> [QUESTIONS TO ANSWER]:
a – Answer these from the Simon Paskal article, one per line:
(i) For which cantor did Paskal sing as a choirboy?
(ii) Whose theater in Cleveland did he join by 1913?
(iii) On what date and in what city did he die?
b – Summarize the Simon Paskal article in two sentences.
c – Reproduce the Simon Paskal article from "Seeking a change" to "as a suicide.", substituting "sacred Hebrew music" for "Hebrew liturgical music".

> [SUPPLIED TEXT]:
-.-.-

Simon Paskal (שמעון פּאַסקאַל or סײמאן פּאַסקאַל; February 8, 1877 – October 17, 1930) was a Romanian-born American Yiddish Theater actor and tenor who recorded numerous Yiddish-language discs during the early twentieth century.

==Early life==
Paskal was the son of a blacksmith, and worked for his father as a youth; due to his excellent singing voice he also became a choirboy for Cantor Abraham Osher in Galați. According to his First World War draft registration card Simon was born on February 8, 1877.

During the 1899 anti-Semitic riots in Romania, Paskal left the country on foot (part of the movement called the fusgeyers), eventually arriving in the United States in 1900 according to the Lexicon of Yiddish Theatre, or 1903 according to census documents.

By 1904, his wife Sarah had joined him in the United States. He soon became a Yiddish-language singer in New York City's east side, and then became a vaudeville actor. In the first five years Simon and Sarah were in New York, they had two daughters, Pearl and Dorothy.

==Musical career==

In the first decade of his arrival in the United States, Paskal began to record numerous Yiddish-language records for Zonophone, including Avram Goldfaden compositions such as Dos yoseml, as well as more contemporary compositions by Louis Friedsell, Arnold Perlmutter, and others. In the 1910s he began to record on other labels such as Victor Records and Columbia Records. In addition to Yiddish music, he also recorded a number of Romanian language songs for those labels.

Paskal left the United States for Montreal during this time, and joined a troupe headed by Jacob Silbert; by 1913 he returned to the United States and joined Louis Coopersmith's Cleveland Royal Theatre, acting in such plays as Bar Kokhba and Shulamis. He also continued to record during this time.

A 1918 advertisement in the Yiddish newspaper Morgen Zhurnal promoted a concert he held with Clara Gold, Benny Zeidman and other Yiddish singers promised songs from the best operas, Jewish songs, and new comedy songs. Another advertisement in the Morgen Zhurnal two years later described "an entirely new English novelty act".

Seeking a change of career, he eventually trained as a cantor and performed less and less in the theater the early 1920s. Some notable appearances he did make were in a 1921 Yiddish-language production of La Juive at the Lexington Theatre, and the titular role in Bar Kokhba in a 1922 production. He began to record more Hebrew liturgical music for Victor Records and OKeh Records during the early 1920s, although he continued to record Yiddish songs as well.

He died on October 17, 1930, in New York City. Contemporary newspapers reported his death as a suicide.

-.-.-

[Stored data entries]
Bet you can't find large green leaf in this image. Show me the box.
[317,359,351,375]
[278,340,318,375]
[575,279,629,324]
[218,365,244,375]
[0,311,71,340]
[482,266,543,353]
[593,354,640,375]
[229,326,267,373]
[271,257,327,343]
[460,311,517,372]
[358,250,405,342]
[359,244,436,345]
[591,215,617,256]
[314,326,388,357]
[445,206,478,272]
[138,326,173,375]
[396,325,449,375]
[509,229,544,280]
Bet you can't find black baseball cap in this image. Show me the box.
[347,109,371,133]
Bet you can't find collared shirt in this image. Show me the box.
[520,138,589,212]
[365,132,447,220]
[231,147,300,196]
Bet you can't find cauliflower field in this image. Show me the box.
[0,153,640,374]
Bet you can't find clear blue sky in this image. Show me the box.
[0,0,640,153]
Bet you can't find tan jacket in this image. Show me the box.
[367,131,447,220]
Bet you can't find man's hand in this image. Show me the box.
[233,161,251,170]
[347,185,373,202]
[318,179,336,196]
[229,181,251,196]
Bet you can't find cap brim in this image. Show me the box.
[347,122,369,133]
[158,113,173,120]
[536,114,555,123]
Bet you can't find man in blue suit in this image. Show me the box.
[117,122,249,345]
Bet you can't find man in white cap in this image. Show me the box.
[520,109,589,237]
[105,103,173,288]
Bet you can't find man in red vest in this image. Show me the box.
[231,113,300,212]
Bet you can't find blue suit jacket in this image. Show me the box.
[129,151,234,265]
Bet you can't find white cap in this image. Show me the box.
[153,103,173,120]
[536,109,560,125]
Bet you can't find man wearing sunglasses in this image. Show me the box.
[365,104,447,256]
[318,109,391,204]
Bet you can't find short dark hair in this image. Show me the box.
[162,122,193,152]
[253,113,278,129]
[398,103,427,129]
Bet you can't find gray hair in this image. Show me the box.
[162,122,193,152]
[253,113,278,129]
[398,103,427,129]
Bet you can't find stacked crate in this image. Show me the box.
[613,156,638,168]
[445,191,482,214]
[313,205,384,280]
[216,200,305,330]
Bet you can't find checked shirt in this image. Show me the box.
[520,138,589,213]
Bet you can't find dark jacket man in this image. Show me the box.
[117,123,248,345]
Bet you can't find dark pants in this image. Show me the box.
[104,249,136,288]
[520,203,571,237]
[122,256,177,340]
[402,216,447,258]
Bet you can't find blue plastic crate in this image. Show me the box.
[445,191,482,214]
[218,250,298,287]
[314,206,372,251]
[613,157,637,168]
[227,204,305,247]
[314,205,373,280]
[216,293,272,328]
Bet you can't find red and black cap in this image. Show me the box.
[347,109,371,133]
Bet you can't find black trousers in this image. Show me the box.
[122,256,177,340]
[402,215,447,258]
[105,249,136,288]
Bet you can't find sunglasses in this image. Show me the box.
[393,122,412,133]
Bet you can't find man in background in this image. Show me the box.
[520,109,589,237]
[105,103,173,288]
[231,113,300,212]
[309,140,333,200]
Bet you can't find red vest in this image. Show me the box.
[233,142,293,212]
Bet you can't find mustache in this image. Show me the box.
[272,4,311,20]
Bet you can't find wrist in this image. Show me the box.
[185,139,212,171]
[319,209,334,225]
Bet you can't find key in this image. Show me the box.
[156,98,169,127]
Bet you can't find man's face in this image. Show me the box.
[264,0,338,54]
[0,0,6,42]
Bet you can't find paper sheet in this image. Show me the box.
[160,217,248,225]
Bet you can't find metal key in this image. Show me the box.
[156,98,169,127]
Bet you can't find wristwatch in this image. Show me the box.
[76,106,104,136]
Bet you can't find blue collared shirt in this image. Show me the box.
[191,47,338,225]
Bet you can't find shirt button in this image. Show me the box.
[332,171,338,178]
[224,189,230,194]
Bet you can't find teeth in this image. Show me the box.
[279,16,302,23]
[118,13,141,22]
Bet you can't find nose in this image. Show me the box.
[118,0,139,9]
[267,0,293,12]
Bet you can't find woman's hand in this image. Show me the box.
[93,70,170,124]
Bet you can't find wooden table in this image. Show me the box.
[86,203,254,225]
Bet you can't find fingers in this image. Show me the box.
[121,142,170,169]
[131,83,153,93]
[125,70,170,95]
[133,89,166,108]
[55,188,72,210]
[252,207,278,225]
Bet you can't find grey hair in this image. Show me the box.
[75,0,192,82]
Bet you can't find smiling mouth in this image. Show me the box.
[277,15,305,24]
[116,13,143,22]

-.-.-

> [OUTPUTS IN ORDER]:
a –
(i) Cantor Abraham Osher, in Galați.
(ii) Louis Coopersmith's Cleveland Royal Theatre.
(iii) October 17, 1930, in New York City.

b – Simon Paskal was a Romanian-born American Yiddish Theater actor and tenor who left Romania on foot during the 1899 riots and became a singer and vaudeville actor in New York. He recorded Yiddish and Romanian songs for labels such as Zonophone, Victor Records and Columbia Records, later trained as a cantor and recorded Hebrew liturgical music, and died in New York City in 1930.

c –
Seeking a change of career, he eventually trained as a cantor and performed less and less in the theater the early 1920s. Some notable appearances he did make were in a 1921 Yiddish-language production of La Juive at the Lexington Theatre, and the titular role in Bar Kokhba in a 1922 production. He began to record more sacred Hebrew music for Victor Records and OKeh Records during the early 1920s, although he continued to record Yiddish songs as well.

He died on October 17, 1930, in New York City. Contemporary newspapers reported his death as a suicide.